▸ **TASK DETAILS**
In the ledctl description below, rewrite the part that opens with the words containing "However storage controllers" and closes with "according to SFF-8489 specification.", replacing "highest priority" with "top priority".

▸ **SUPPLIED PASSAGE**
==*==

The ledctl application uses SGPIO and SES-2 protocol to control LEDs. The
program implements IBPI patterns of SFF-8489 specification for SGPIO. Please
note some enclosures do not stick close to SFF-8489 specification. It might
happen that enclosure processor will accept an IBPI pattern but it will blink
the LEDs not according to SFF-8489 specification or it has limited number of
patterns supported.
LED management (AHCI) and SAF-TE protocols are not supported.
The ledctl application has been verified to work with Intel(R) storage
controllers (i.e. Intel(R) AHCI controller). The application might work with
storage controllers of other vendors (especially SCSI/SAS controllers).
However storage controllers of other vendors have not been tested.
The ledmon application has the highest priority when accessing LEDs then other
programs. It means some patterns set by ledctl may have no effect (except
Locate pattern).
The ledctl application is part of Intel(R) Enclosure LED Utilities.
Pattern Names¶
The ledctl application accepts the following names for
pattern_name
argument according to SFF-8489 specification.

==*==

▸ **AVAILABLE DATA**

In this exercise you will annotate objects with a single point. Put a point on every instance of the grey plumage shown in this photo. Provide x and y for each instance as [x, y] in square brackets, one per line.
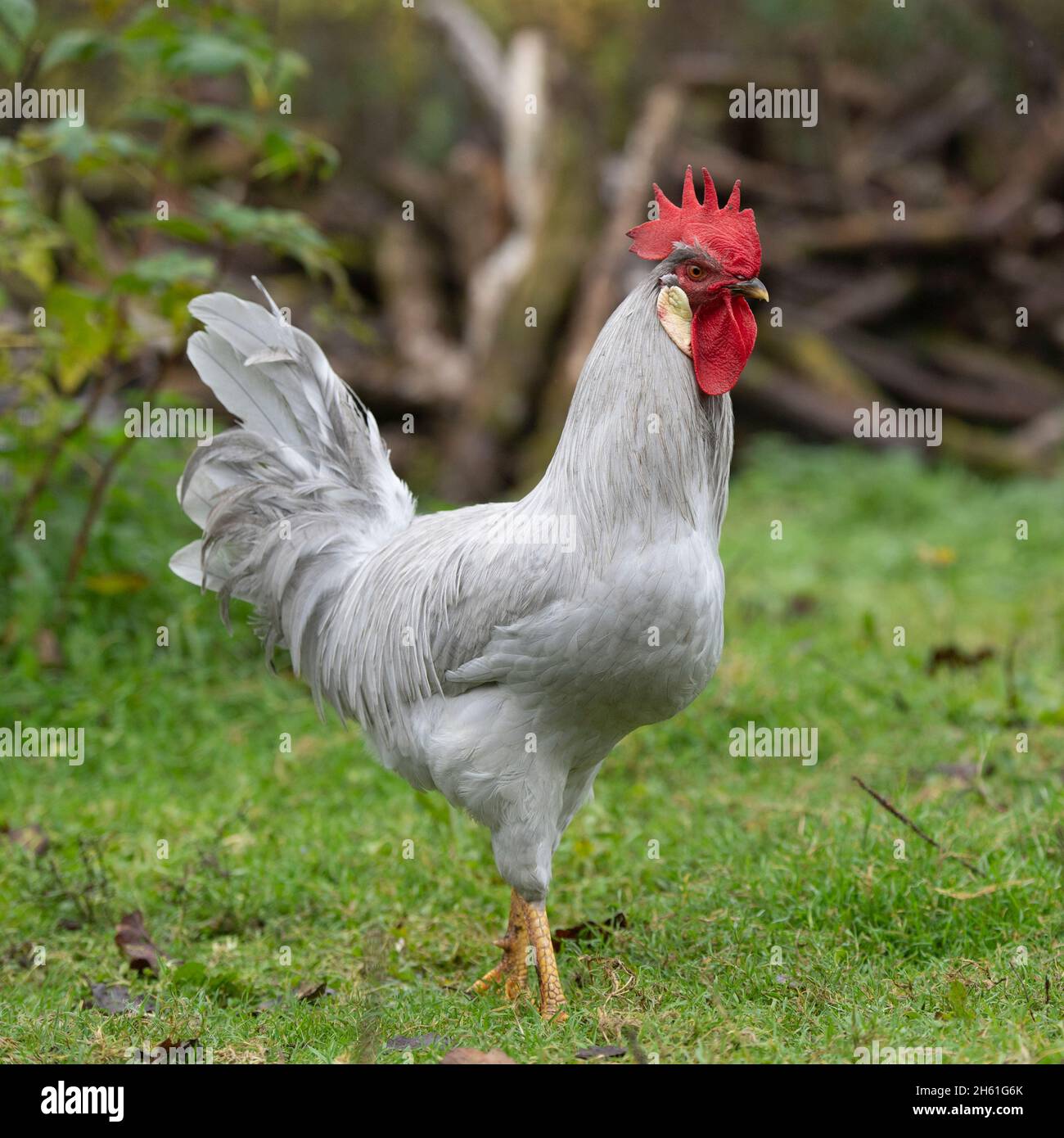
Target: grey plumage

==*==

▸ **FULL OUTPUT**
However storage controllers of other vendors have not been tested.
The ledmon application has the top priority when accessing LEDs then other
programs. It means some patterns set by ledctl may have no effect (except
Locate pattern).
The ledctl application is part of Intel(R) Enclosure LED Utilities.
Pattern Names¶
The ledctl application accepts the following names for
pattern_name
argument according to SFF-8489 specification.